Count the lines of the listing below that contain the string "Provide", matching case exactly. Give only the number.

*-*-*

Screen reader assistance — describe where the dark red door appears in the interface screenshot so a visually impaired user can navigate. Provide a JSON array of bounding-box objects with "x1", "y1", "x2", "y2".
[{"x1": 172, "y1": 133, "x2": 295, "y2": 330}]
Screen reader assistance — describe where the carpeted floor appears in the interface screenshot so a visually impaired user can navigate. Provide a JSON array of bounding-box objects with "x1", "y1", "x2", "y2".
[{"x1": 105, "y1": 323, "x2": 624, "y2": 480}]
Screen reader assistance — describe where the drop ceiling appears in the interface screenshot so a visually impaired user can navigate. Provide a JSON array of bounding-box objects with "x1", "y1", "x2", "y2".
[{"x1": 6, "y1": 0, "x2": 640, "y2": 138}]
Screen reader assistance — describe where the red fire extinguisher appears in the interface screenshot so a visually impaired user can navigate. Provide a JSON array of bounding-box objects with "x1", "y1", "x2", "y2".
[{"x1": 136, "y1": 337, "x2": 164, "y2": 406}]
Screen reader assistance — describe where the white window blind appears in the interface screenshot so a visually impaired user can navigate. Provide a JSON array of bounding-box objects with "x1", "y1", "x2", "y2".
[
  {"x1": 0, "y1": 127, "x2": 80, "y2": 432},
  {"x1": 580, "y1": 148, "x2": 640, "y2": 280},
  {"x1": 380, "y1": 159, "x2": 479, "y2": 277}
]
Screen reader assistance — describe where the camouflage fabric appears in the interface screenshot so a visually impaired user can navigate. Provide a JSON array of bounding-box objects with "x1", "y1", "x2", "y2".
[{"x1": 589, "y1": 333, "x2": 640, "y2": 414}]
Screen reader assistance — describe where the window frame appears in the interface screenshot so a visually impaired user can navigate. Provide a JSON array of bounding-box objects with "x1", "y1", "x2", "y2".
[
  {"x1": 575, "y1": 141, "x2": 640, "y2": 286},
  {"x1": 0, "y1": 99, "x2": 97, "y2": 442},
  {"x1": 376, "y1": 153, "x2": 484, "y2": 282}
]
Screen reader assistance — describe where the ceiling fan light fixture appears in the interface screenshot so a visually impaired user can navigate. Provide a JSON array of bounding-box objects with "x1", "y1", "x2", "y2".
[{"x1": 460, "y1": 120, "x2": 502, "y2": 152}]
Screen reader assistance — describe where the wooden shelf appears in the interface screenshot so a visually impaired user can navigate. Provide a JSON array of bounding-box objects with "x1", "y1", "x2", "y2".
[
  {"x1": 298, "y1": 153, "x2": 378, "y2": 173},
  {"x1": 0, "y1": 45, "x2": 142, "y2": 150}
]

*-*-*

[Exercise result]: 9